• _SUPPLIED DATA_
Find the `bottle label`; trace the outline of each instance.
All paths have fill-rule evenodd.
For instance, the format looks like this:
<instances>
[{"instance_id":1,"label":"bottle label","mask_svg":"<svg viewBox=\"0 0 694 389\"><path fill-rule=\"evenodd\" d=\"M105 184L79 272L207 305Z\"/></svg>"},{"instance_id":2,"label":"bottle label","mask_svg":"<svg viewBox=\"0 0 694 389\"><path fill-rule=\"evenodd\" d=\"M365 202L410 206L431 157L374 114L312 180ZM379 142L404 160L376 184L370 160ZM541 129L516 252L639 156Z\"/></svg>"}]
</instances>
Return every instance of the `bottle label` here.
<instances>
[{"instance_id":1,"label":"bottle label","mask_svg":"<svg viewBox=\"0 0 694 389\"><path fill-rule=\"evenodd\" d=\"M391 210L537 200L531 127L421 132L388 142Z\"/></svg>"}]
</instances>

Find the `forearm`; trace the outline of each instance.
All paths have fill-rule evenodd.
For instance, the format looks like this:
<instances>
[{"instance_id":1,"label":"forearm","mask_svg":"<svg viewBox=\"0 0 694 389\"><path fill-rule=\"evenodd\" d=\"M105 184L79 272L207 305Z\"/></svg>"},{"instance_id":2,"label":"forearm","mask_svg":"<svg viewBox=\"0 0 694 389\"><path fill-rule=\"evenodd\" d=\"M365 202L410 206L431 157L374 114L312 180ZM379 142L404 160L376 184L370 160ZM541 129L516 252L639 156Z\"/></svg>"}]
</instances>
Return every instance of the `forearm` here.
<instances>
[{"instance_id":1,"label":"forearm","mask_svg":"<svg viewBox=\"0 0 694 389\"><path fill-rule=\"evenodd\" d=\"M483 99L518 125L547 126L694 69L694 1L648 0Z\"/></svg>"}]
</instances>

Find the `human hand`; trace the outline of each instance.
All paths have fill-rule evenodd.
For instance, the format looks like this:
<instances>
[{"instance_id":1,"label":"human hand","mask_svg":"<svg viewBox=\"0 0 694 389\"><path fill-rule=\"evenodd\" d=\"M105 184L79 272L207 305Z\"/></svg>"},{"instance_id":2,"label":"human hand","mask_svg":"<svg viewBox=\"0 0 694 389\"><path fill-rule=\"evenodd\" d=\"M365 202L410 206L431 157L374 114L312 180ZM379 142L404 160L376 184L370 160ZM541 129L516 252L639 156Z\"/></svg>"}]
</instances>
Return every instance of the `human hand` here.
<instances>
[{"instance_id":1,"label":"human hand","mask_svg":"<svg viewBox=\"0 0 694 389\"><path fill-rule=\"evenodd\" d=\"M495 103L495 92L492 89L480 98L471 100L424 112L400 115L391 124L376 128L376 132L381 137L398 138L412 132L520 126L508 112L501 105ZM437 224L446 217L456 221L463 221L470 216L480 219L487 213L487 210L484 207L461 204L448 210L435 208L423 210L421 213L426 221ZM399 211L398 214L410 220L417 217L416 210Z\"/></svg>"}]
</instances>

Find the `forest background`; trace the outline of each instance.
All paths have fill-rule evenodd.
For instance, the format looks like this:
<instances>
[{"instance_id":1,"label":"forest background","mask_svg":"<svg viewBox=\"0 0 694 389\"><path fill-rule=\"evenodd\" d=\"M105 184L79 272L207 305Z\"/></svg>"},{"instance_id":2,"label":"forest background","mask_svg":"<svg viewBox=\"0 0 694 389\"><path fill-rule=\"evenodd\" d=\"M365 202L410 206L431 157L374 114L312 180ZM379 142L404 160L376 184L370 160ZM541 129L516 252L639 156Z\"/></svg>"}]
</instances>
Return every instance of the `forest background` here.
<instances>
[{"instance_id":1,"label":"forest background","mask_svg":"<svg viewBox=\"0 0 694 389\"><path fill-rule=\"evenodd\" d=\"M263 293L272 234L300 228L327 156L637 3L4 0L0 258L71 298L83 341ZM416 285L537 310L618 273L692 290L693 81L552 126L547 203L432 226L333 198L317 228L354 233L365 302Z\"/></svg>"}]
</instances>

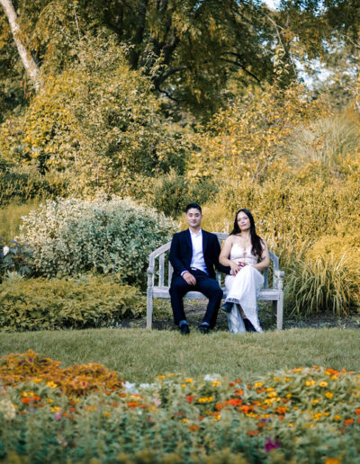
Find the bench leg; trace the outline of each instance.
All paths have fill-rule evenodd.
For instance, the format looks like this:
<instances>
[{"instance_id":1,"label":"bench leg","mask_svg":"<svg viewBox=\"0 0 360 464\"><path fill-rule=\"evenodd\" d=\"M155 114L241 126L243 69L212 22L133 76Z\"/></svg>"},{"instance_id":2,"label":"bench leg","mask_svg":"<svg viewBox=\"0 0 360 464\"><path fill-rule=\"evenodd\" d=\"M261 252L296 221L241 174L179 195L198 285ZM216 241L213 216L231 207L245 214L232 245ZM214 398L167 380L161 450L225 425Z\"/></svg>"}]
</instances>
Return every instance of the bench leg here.
<instances>
[{"instance_id":1,"label":"bench leg","mask_svg":"<svg viewBox=\"0 0 360 464\"><path fill-rule=\"evenodd\" d=\"M276 327L277 330L283 330L283 316L284 316L284 295L280 295L280 299L276 304Z\"/></svg>"},{"instance_id":2,"label":"bench leg","mask_svg":"<svg viewBox=\"0 0 360 464\"><path fill-rule=\"evenodd\" d=\"M152 289L148 289L147 291L147 328L151 328L152 325L152 309L153 309L153 296Z\"/></svg>"}]
</instances>

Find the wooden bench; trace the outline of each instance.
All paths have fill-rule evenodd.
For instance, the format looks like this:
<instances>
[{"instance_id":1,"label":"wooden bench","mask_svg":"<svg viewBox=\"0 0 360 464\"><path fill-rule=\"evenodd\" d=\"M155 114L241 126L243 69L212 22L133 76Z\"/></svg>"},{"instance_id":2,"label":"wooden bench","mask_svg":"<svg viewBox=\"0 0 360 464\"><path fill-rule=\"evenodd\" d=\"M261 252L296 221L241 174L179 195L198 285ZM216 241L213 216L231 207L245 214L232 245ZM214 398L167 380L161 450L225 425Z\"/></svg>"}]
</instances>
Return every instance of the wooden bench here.
<instances>
[{"instance_id":1,"label":"wooden bench","mask_svg":"<svg viewBox=\"0 0 360 464\"><path fill-rule=\"evenodd\" d=\"M221 245L228 234L219 232L214 233ZM153 299L154 298L169 299L169 288L171 277L173 275L173 266L168 259L166 260L166 254L169 251L171 242L167 242L159 248L151 253L148 258L148 290L147 290L147 328L151 328ZM273 288L269 289L268 285L268 269L264 271L265 277L264 287L258 295L258 299L266 301L273 301L274 310L276 310L276 327L278 330L283 328L283 309L284 309L284 271L279 270L279 258L270 252L271 264L273 265ZM224 291L226 297L226 289L221 282L221 274L216 272L216 278ZM156 285L157 283L157 285ZM185 297L187 299L205 299L206 297L199 291L189 291Z\"/></svg>"}]
</instances>

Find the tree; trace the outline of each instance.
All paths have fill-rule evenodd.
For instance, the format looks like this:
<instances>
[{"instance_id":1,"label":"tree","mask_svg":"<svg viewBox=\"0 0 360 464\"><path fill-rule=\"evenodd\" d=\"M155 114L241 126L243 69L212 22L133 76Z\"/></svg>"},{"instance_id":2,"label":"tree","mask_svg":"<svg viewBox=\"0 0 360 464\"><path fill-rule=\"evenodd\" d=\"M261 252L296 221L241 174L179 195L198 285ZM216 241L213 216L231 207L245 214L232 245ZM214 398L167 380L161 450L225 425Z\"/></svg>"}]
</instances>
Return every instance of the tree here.
<instances>
[{"instance_id":1,"label":"tree","mask_svg":"<svg viewBox=\"0 0 360 464\"><path fill-rule=\"evenodd\" d=\"M39 67L22 40L18 17L14 8L13 2L11 0L0 0L0 4L2 4L4 13L9 21L14 40L23 63L23 67L25 67L29 77L33 81L36 90L39 90L40 87Z\"/></svg>"},{"instance_id":2,"label":"tree","mask_svg":"<svg viewBox=\"0 0 360 464\"><path fill-rule=\"evenodd\" d=\"M64 70L75 38L100 30L130 47L129 62L177 108L212 112L229 78L273 77L274 27L259 0L17 0L22 34L44 75Z\"/></svg>"},{"instance_id":3,"label":"tree","mask_svg":"<svg viewBox=\"0 0 360 464\"><path fill-rule=\"evenodd\" d=\"M150 80L124 51L83 38L77 59L0 130L0 153L19 165L71 174L76 192L112 191L122 178L182 172L183 147L160 114Z\"/></svg>"}]
</instances>

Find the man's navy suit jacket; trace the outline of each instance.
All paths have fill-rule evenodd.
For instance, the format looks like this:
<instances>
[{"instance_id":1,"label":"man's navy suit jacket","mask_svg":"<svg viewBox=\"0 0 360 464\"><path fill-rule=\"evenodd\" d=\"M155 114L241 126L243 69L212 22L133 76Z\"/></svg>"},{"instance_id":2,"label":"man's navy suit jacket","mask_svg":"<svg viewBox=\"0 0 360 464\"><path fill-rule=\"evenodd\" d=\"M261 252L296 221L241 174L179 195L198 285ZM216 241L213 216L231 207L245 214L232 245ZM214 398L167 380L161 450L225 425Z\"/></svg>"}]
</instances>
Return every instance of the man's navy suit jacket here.
<instances>
[{"instance_id":1,"label":"man's navy suit jacket","mask_svg":"<svg viewBox=\"0 0 360 464\"><path fill-rule=\"evenodd\" d=\"M214 267L221 272L230 273L230 267L219 263L220 252L218 237L202 230L202 253L209 277L216 278ZM183 230L174 235L170 246L169 261L174 268L174 275L181 275L184 271L190 271L193 257L193 245L190 230Z\"/></svg>"}]
</instances>

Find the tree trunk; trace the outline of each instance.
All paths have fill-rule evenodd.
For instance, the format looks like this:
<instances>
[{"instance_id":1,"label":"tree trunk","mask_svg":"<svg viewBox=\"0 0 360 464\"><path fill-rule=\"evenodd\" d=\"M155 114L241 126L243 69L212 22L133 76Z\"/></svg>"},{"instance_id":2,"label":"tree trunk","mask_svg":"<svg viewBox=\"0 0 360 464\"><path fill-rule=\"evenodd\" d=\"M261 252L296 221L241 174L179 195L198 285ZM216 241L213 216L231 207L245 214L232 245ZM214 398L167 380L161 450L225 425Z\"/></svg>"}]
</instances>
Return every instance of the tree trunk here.
<instances>
[{"instance_id":1,"label":"tree trunk","mask_svg":"<svg viewBox=\"0 0 360 464\"><path fill-rule=\"evenodd\" d=\"M0 4L3 5L3 8L6 14L14 40L15 41L20 58L22 60L22 64L25 67L25 70L28 73L30 78L34 83L36 91L38 91L40 88L40 80L39 78L39 67L20 38L21 30L18 22L17 14L14 8L13 3L11 0L0 0Z\"/></svg>"}]
</instances>

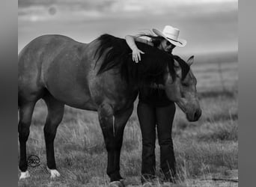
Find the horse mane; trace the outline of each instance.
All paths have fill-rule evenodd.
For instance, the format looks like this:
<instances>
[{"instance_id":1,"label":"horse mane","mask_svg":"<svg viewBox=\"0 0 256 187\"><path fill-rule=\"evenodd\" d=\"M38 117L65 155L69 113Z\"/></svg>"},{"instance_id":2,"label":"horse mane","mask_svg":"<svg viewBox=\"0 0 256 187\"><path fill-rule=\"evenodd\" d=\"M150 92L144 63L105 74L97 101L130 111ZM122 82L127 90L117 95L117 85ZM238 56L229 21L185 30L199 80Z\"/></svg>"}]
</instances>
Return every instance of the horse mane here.
<instances>
[{"instance_id":1,"label":"horse mane","mask_svg":"<svg viewBox=\"0 0 256 187\"><path fill-rule=\"evenodd\" d=\"M186 61L184 61L178 55L173 55L174 60L176 60L181 68L181 80L183 81L185 77L186 76L186 74L188 74L189 71L190 70L190 67L186 64Z\"/></svg>"},{"instance_id":2,"label":"horse mane","mask_svg":"<svg viewBox=\"0 0 256 187\"><path fill-rule=\"evenodd\" d=\"M97 74L110 69L119 68L122 79L129 84L138 83L138 86L143 86L153 83L163 84L163 76L168 67L174 80L174 60L172 55L147 44L136 42L138 48L144 54L141 55L141 61L135 63L132 59L132 50L124 39L103 34L97 40L100 42L94 54L97 62L105 54Z\"/></svg>"}]
</instances>

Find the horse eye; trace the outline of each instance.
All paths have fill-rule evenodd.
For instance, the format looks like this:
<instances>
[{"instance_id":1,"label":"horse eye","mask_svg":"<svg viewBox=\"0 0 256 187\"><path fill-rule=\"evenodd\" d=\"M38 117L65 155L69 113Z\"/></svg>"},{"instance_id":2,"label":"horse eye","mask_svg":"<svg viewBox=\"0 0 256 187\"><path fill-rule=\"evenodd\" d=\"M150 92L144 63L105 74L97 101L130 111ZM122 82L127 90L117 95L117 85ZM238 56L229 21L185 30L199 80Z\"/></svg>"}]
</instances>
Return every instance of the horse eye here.
<instances>
[{"instance_id":1,"label":"horse eye","mask_svg":"<svg viewBox=\"0 0 256 187\"><path fill-rule=\"evenodd\" d=\"M186 83L186 82L183 82L183 83L182 83L182 85L183 86L185 86L185 87L189 87L189 85L188 83Z\"/></svg>"}]
</instances>

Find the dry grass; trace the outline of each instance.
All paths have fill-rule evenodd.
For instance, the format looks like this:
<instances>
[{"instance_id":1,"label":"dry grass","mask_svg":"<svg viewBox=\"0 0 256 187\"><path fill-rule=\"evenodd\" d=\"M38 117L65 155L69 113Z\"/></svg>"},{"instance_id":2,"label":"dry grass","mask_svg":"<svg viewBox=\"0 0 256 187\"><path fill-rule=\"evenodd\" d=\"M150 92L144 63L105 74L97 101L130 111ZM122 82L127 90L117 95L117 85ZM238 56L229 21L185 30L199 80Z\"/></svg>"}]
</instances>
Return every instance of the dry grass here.
<instances>
[{"instance_id":1,"label":"dry grass","mask_svg":"<svg viewBox=\"0 0 256 187\"><path fill-rule=\"evenodd\" d=\"M203 115L198 122L189 123L177 109L173 136L180 181L173 186L237 186L236 183L210 180L238 177L237 65L223 65L225 91L220 86L223 82L218 85L213 79L218 76L214 64L195 66ZM121 174L127 186L140 186L141 135L135 111L136 108L127 124L121 156ZM46 106L40 101L33 115L27 152L28 156L38 156L41 165L29 168L31 177L18 182L19 186L106 186L106 151L97 113L66 107L55 141L61 174L56 180L50 180L46 169ZM159 166L158 146L156 154ZM161 177L159 171L157 176ZM156 183L156 186L161 184Z\"/></svg>"}]
</instances>

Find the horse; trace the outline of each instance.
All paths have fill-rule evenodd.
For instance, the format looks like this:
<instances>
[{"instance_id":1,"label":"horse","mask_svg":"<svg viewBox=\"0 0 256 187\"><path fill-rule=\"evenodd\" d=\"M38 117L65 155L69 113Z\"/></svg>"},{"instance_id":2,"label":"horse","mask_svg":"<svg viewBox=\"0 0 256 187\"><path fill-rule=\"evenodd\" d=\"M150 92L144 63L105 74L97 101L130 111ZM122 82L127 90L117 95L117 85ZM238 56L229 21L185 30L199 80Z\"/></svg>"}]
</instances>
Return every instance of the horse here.
<instances>
[{"instance_id":1,"label":"horse","mask_svg":"<svg viewBox=\"0 0 256 187\"><path fill-rule=\"evenodd\" d=\"M97 111L107 150L106 173L111 183L121 183L120 155L125 125L139 89L157 86L165 89L189 121L201 114L196 91L196 78L186 62L142 43L145 52L139 63L132 60L124 39L103 34L89 43L68 37L40 36L18 55L19 179L28 177L26 141L34 105L43 99L48 114L43 127L47 169L51 178L59 177L54 153L54 139L64 105ZM160 85L160 86L159 86Z\"/></svg>"}]
</instances>

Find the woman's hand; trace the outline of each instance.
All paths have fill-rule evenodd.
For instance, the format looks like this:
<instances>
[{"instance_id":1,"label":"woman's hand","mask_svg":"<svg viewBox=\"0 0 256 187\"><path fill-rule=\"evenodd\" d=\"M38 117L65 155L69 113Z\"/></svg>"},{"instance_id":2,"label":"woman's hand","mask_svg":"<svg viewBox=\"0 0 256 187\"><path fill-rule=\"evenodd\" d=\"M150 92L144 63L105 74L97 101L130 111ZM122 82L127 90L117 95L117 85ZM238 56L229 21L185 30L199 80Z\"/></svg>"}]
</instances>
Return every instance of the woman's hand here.
<instances>
[{"instance_id":1,"label":"woman's hand","mask_svg":"<svg viewBox=\"0 0 256 187\"><path fill-rule=\"evenodd\" d=\"M141 61L141 53L144 54L144 52L138 49L137 47L135 47L132 49L132 61L135 61L135 63L138 63Z\"/></svg>"}]
</instances>

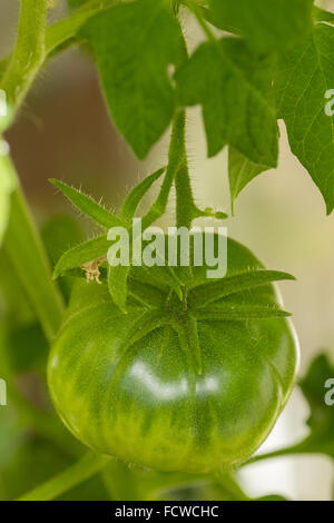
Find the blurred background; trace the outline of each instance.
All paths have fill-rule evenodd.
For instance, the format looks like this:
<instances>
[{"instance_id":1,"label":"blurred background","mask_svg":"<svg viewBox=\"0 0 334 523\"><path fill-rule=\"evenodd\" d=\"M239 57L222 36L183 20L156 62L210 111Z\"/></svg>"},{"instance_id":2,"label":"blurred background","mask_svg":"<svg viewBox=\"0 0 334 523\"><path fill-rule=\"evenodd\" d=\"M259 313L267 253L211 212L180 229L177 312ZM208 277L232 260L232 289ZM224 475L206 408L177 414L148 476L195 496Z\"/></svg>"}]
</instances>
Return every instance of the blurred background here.
<instances>
[{"instance_id":1,"label":"blurred background","mask_svg":"<svg viewBox=\"0 0 334 523\"><path fill-rule=\"evenodd\" d=\"M14 42L18 7L19 0L0 0L0 58ZM322 7L334 11L333 1ZM51 18L65 12L66 1L58 0ZM185 24L189 46L195 46L197 29L191 20ZM297 277L296 283L282 284L281 290L299 336L302 375L320 349L334 359L334 215L326 217L317 188L289 151L284 125L281 131L278 169L261 175L242 193L226 225L229 236L247 245L268 268ZM167 136L145 162L135 159L110 124L89 57L77 49L48 65L7 138L40 224L50 215L71 213L48 178L81 186L117 208L130 186L164 165L168 147ZM197 203L230 213L226 152L206 158L197 108L188 114L188 144ZM296 388L259 452L301 440L307 433L307 416ZM6 452L0 447L0 467ZM333 464L320 456L276 458L243 468L242 481L254 496L275 492L296 500L330 500Z\"/></svg>"}]
</instances>

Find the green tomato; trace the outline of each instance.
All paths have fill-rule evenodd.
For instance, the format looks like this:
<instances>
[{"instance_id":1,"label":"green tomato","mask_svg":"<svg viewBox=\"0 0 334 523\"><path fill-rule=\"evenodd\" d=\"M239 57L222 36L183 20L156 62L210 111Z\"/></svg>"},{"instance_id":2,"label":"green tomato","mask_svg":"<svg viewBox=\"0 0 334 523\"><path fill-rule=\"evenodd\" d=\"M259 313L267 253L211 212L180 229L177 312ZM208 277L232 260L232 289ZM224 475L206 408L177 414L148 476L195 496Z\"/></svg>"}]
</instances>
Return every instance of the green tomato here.
<instances>
[{"instance_id":1,"label":"green tomato","mask_svg":"<svg viewBox=\"0 0 334 523\"><path fill-rule=\"evenodd\" d=\"M207 283L205 267L191 269L188 305L177 305L163 267L131 269L130 292L143 288L145 299L129 298L127 314L106 285L79 280L73 289L48 381L63 423L89 447L158 471L209 473L245 462L272 431L295 379L292 324L191 322L191 293ZM226 277L250 269L263 265L228 240ZM277 303L266 284L219 299L215 310Z\"/></svg>"}]
</instances>

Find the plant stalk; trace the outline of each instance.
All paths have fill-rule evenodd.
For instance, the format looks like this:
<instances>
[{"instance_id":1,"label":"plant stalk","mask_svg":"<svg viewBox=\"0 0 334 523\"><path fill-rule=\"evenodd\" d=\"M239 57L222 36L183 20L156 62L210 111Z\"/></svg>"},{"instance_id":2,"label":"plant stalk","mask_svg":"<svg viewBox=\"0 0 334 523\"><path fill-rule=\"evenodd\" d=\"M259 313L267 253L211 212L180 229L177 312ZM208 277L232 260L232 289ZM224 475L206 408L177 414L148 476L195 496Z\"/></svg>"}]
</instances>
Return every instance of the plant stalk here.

• _AIM_
Beginning with the line that contains "Find the plant", repeat every line through the end of the records and nothing more.

• _RESPONSE TO THIS TASK_
Find the plant stalk; trace the outline of each instance.
All paths have fill-rule evenodd.
For instance, the format looks like this:
<instances>
[{"instance_id":1,"label":"plant stalk","mask_svg":"<svg viewBox=\"0 0 334 523\"><path fill-rule=\"evenodd\" d=\"M239 57L222 36L183 20L156 62L210 111Z\"/></svg>"},{"instance_id":2,"label":"plant stalk","mask_svg":"<svg viewBox=\"0 0 334 523\"><path fill-rule=\"evenodd\" d=\"M259 313L267 253L211 212L180 229L177 312ZM208 277L232 260L232 289ZM224 475L206 408L177 414L148 476L195 496Z\"/></svg>"}]
</instances>
Return every instance of the plant stalk here.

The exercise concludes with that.